● Activity
Write out each line of the entries exactly, starting at the first and finishing with the line that contains "snow on branch -> box".

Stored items
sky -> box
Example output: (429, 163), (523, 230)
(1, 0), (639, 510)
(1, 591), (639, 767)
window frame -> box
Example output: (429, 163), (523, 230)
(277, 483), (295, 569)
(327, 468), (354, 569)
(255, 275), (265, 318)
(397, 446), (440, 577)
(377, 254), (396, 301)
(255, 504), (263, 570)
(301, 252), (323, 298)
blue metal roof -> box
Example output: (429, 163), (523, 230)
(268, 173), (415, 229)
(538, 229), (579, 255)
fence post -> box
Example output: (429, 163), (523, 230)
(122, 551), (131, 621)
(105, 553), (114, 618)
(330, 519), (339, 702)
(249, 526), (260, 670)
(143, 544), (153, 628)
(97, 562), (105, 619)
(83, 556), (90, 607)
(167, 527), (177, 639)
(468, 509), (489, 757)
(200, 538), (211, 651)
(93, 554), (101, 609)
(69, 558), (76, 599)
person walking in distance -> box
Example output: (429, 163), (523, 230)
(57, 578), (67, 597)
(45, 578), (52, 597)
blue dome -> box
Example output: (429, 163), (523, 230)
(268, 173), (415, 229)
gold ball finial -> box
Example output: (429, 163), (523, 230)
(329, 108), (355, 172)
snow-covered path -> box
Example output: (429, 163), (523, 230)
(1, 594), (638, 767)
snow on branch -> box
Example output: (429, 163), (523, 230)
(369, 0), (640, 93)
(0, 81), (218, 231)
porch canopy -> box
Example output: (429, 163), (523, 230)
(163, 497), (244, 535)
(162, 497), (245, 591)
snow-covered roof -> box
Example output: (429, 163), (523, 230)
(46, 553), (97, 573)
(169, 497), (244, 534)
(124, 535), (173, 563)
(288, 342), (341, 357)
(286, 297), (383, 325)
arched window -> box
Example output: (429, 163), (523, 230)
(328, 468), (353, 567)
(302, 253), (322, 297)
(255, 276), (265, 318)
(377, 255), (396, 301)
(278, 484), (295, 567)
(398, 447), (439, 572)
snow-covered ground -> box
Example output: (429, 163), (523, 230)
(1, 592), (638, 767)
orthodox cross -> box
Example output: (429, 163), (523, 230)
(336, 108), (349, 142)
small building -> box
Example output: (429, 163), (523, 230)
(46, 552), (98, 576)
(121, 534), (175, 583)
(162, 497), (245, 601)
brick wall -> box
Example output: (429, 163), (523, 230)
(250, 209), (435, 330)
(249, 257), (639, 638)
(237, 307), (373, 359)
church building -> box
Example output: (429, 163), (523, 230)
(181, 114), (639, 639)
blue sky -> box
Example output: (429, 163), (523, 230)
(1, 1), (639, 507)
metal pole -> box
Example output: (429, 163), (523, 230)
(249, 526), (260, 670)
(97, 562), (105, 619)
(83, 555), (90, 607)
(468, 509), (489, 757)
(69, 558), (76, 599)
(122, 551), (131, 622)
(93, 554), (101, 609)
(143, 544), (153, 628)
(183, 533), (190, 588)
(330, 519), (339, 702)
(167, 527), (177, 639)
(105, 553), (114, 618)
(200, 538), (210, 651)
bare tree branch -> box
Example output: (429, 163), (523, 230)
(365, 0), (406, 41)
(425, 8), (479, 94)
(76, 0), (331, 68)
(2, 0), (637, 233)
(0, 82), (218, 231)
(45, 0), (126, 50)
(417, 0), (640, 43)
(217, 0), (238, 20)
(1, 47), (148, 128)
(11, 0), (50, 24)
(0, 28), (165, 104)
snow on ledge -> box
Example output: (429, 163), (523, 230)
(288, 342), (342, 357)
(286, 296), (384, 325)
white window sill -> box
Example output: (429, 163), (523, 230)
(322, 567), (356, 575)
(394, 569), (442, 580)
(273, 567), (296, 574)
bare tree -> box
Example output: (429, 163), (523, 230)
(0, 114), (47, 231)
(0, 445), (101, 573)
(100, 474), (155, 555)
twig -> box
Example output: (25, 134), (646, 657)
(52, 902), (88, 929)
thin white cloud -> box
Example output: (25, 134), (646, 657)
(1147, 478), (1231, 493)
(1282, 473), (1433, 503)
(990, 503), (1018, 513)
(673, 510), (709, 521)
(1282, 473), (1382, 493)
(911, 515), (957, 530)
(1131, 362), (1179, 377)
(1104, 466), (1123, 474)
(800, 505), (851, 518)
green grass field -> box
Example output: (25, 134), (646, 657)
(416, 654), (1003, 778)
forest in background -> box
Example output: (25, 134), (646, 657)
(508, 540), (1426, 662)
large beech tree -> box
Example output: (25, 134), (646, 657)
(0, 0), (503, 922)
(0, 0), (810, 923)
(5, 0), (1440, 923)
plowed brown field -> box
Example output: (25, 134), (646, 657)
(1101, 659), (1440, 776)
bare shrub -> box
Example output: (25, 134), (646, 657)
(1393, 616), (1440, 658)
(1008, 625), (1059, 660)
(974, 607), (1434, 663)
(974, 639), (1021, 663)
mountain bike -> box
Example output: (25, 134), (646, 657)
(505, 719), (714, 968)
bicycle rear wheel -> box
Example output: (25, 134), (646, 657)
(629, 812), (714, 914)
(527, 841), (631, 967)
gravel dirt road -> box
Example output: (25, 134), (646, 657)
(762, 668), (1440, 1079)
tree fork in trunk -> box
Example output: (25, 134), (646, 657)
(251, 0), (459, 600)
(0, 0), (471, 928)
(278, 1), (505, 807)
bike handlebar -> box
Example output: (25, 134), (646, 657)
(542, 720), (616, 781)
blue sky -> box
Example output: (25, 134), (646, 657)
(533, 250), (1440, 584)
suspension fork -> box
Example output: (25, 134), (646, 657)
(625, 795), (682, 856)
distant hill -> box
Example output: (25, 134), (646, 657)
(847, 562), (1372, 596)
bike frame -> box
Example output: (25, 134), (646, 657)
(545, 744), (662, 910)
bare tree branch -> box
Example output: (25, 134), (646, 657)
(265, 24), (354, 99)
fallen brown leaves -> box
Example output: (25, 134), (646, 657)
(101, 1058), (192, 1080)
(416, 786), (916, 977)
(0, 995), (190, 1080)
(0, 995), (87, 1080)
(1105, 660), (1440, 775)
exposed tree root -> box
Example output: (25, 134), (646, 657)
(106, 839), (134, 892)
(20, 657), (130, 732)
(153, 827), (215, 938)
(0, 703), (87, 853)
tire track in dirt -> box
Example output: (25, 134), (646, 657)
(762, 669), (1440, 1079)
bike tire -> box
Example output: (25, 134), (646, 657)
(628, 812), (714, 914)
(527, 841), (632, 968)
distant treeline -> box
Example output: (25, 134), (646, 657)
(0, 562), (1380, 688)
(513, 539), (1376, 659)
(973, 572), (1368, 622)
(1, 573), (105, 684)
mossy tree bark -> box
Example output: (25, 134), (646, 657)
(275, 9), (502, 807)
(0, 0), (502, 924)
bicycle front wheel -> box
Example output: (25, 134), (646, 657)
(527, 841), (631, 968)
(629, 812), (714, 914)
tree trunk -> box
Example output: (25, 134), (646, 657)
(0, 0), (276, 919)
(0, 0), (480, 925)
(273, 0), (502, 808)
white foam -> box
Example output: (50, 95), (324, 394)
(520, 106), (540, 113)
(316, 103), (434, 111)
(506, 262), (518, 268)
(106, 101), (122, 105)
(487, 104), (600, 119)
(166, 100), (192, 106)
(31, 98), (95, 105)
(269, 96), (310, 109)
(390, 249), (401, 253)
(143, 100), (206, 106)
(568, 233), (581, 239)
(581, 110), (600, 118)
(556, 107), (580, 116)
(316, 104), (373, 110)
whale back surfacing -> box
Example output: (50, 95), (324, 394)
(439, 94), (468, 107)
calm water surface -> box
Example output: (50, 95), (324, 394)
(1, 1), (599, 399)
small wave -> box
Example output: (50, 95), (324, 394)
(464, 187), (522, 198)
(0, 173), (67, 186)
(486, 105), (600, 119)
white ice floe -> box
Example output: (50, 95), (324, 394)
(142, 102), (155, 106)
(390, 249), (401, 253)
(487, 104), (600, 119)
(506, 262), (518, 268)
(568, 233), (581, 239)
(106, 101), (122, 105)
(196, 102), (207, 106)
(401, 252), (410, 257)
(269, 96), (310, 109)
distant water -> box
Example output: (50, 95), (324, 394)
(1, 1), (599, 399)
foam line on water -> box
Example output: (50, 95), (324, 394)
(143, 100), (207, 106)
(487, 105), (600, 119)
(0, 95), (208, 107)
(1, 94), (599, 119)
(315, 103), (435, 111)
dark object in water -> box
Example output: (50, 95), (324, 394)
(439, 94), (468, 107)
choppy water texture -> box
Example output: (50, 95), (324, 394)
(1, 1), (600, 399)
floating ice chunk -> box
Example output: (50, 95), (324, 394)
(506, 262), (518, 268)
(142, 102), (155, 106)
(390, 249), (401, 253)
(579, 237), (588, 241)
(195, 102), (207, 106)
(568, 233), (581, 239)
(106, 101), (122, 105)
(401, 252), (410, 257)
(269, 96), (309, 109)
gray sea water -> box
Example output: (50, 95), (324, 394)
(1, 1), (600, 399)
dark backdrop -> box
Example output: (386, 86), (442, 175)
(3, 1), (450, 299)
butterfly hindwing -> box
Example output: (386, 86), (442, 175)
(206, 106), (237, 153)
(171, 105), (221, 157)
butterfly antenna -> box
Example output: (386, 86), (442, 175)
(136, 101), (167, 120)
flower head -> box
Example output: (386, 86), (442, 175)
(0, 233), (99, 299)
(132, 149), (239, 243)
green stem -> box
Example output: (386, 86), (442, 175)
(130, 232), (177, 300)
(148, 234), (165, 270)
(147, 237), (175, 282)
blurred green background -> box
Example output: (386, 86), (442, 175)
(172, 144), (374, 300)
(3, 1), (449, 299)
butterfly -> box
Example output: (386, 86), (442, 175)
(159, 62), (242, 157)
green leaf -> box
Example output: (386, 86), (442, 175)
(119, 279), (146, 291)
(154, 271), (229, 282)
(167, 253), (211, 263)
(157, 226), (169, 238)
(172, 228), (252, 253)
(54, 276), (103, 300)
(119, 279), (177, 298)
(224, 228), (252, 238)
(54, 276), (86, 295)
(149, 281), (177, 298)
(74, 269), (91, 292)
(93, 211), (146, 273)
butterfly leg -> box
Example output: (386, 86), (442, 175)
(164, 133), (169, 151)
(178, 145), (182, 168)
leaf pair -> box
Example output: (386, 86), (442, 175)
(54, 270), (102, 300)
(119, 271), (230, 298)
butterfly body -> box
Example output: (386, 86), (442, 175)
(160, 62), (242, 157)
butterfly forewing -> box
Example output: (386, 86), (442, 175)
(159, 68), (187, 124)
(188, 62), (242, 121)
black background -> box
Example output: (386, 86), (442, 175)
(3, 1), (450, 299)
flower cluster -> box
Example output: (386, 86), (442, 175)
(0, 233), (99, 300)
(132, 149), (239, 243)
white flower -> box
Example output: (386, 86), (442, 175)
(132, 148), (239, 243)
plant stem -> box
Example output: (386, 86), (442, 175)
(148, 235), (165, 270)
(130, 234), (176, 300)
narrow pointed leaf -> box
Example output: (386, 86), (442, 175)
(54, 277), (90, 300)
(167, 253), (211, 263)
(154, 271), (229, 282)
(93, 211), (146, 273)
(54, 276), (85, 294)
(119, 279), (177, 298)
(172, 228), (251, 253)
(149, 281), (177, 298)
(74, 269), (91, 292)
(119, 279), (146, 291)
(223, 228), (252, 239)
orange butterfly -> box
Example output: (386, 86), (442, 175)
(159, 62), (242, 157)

● The completed task
sky -> box
Example output: (429, 163), (523, 230)
(1, 0), (639, 510)
(1, 591), (639, 767)
window frame -> box
Example output: (429, 163), (523, 230)
(277, 483), (295, 569)
(327, 468), (354, 569)
(255, 275), (265, 318)
(397, 446), (440, 577)
(377, 254), (396, 301)
(255, 504), (263, 570)
(301, 252), (323, 298)
blue metal roof -> box
Example output: (429, 163), (523, 230)
(268, 173), (415, 229)
(538, 229), (579, 255)
fence post -> box
Example output: (429, 163), (523, 230)
(122, 551), (131, 621)
(105, 553), (114, 618)
(330, 519), (339, 702)
(249, 526), (260, 670)
(143, 544), (153, 628)
(97, 562), (105, 619)
(83, 556), (90, 607)
(167, 527), (177, 639)
(468, 509), (489, 757)
(200, 538), (211, 651)
(93, 554), (101, 609)
(69, 558), (76, 599)
person walking in distance -> box
Example output: (429, 163), (523, 230)
(57, 578), (67, 597)
(45, 578), (52, 597)
blue dome -> box
Example output: (429, 163), (523, 230)
(268, 173), (415, 229)
gold ball finial -> box
Example output: (429, 163), (523, 230)
(329, 108), (355, 172)
snow-covered path -> box
Example output: (429, 163), (523, 230)
(1, 594), (638, 767)
snow on branch -> box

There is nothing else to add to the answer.